▶ _Work to complete_
Produce a verbatim transcription of the records below, beginning at the line containing "point: green plant" and ending at the final line; include only those lines.

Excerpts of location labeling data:
--------

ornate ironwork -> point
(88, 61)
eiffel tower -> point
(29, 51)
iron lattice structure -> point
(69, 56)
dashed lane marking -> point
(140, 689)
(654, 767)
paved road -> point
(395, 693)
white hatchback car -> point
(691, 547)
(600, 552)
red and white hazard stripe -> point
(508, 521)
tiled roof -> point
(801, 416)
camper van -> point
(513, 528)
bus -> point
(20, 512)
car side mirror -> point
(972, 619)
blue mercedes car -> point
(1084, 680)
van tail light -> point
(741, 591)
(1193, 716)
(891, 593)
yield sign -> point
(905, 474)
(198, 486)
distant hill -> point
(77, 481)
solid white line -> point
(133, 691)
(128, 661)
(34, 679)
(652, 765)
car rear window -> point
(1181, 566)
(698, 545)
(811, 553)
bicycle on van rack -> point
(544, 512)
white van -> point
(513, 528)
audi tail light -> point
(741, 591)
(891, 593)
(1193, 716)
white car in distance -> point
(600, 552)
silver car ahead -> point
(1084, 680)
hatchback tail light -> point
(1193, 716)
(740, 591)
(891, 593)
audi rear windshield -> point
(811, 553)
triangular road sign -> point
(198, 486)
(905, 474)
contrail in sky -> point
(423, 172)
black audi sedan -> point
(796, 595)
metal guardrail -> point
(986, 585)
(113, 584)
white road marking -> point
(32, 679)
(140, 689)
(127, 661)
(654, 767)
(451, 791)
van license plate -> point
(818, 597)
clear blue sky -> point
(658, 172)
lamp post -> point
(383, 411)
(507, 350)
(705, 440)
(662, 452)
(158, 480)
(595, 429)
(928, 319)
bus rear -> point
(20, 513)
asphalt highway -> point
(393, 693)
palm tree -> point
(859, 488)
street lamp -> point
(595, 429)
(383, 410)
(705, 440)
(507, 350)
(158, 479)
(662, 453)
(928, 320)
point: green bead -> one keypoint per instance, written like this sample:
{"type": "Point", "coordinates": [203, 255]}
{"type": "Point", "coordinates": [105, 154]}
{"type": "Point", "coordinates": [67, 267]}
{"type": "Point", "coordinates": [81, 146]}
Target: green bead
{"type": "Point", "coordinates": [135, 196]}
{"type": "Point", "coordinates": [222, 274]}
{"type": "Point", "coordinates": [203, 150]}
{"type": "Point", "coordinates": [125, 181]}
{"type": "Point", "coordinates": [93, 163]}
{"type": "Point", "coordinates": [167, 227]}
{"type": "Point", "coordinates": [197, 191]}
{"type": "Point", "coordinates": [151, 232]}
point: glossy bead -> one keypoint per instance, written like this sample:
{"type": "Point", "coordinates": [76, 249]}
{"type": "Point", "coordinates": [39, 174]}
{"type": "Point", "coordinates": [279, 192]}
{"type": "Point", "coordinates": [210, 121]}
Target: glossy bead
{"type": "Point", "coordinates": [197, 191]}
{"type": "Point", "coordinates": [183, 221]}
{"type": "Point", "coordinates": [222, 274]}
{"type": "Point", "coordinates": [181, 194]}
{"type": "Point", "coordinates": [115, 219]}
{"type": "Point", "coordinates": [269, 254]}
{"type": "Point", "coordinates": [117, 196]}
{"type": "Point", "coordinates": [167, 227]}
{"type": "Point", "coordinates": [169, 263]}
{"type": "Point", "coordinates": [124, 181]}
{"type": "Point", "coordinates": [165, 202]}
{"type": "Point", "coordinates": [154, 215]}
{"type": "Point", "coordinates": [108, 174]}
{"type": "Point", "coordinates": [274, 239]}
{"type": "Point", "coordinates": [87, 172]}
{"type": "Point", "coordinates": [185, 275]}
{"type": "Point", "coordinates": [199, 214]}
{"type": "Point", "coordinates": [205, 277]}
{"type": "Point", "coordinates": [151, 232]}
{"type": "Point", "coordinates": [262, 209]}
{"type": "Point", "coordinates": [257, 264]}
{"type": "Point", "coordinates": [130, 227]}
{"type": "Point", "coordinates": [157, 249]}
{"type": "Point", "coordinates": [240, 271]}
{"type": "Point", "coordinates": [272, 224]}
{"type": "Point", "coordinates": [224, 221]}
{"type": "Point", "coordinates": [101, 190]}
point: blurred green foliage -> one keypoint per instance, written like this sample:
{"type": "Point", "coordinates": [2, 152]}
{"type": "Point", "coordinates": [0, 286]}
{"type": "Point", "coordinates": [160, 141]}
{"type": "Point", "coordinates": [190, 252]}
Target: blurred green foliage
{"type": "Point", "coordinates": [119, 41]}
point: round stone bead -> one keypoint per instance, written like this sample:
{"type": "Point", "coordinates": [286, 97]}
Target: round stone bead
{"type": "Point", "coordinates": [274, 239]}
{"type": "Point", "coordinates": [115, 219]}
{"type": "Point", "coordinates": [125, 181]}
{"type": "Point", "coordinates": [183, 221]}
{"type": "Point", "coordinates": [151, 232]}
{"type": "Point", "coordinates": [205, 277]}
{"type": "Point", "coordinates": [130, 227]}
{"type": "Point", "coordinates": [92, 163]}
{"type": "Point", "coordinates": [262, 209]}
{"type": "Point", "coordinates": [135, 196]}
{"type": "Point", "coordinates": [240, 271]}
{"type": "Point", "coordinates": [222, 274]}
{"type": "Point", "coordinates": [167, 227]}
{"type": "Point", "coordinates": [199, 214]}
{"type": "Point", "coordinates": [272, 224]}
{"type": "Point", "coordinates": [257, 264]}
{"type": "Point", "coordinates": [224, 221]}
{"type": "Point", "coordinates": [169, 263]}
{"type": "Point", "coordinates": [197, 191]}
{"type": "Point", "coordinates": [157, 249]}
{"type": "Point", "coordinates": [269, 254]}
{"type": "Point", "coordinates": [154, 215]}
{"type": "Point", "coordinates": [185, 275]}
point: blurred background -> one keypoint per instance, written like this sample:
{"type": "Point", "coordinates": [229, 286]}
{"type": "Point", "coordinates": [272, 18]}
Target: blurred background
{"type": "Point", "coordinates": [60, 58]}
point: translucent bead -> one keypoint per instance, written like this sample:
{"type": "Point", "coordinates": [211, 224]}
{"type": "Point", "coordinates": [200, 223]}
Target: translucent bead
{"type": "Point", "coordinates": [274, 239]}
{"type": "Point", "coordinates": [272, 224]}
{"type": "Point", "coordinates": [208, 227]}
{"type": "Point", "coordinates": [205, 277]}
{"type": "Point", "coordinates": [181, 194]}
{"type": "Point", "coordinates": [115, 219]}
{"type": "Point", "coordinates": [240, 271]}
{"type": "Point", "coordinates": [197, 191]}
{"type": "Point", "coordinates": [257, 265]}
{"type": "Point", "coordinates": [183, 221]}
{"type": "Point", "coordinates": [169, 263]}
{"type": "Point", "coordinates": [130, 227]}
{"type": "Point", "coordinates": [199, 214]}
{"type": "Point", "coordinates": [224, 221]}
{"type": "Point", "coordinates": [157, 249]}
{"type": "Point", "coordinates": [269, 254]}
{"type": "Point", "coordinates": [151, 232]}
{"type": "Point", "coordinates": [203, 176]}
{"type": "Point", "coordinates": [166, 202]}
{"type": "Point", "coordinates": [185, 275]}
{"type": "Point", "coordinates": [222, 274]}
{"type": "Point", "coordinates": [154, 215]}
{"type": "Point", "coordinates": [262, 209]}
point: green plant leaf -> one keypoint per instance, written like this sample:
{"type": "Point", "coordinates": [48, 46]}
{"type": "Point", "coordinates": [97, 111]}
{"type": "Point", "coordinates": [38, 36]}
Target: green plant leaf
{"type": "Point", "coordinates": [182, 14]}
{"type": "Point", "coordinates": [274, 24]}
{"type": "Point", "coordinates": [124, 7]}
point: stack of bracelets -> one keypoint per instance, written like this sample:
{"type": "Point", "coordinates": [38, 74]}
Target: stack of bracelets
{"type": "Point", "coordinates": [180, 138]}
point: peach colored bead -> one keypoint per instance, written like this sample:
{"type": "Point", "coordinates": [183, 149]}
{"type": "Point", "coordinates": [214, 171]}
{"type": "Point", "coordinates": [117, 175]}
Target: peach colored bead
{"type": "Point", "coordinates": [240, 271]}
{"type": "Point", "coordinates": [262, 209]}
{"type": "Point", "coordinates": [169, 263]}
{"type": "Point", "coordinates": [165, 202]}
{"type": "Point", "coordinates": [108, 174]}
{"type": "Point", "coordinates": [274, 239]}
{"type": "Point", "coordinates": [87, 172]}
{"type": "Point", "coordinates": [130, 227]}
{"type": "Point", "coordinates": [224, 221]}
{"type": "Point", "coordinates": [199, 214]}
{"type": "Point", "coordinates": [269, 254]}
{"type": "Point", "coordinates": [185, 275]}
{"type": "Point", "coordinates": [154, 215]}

--------

▶ _Exercise result_
point: green plant leaf -> one keypoint per instance, written like this sample:
{"type": "Point", "coordinates": [48, 46]}
{"type": "Point", "coordinates": [97, 111]}
{"type": "Point", "coordinates": [38, 36]}
Target: green plant leaf
{"type": "Point", "coordinates": [182, 14]}
{"type": "Point", "coordinates": [274, 24]}
{"type": "Point", "coordinates": [124, 7]}
point: stack of bracelets -> one keypoint per instance, written like this sample:
{"type": "Point", "coordinates": [38, 74]}
Target: stack of bracelets
{"type": "Point", "coordinates": [180, 138]}
point: peach colored bead -> one keypoint per instance, written like this sample:
{"type": "Point", "coordinates": [183, 149]}
{"type": "Point", "coordinates": [214, 171]}
{"type": "Point", "coordinates": [117, 175]}
Target: peach colored bead
{"type": "Point", "coordinates": [240, 271]}
{"type": "Point", "coordinates": [262, 209]}
{"type": "Point", "coordinates": [169, 263]}
{"type": "Point", "coordinates": [165, 202]}
{"type": "Point", "coordinates": [108, 174]}
{"type": "Point", "coordinates": [274, 239]}
{"type": "Point", "coordinates": [87, 172]}
{"type": "Point", "coordinates": [130, 227]}
{"type": "Point", "coordinates": [224, 221]}
{"type": "Point", "coordinates": [199, 214]}
{"type": "Point", "coordinates": [269, 254]}
{"type": "Point", "coordinates": [185, 275]}
{"type": "Point", "coordinates": [154, 215]}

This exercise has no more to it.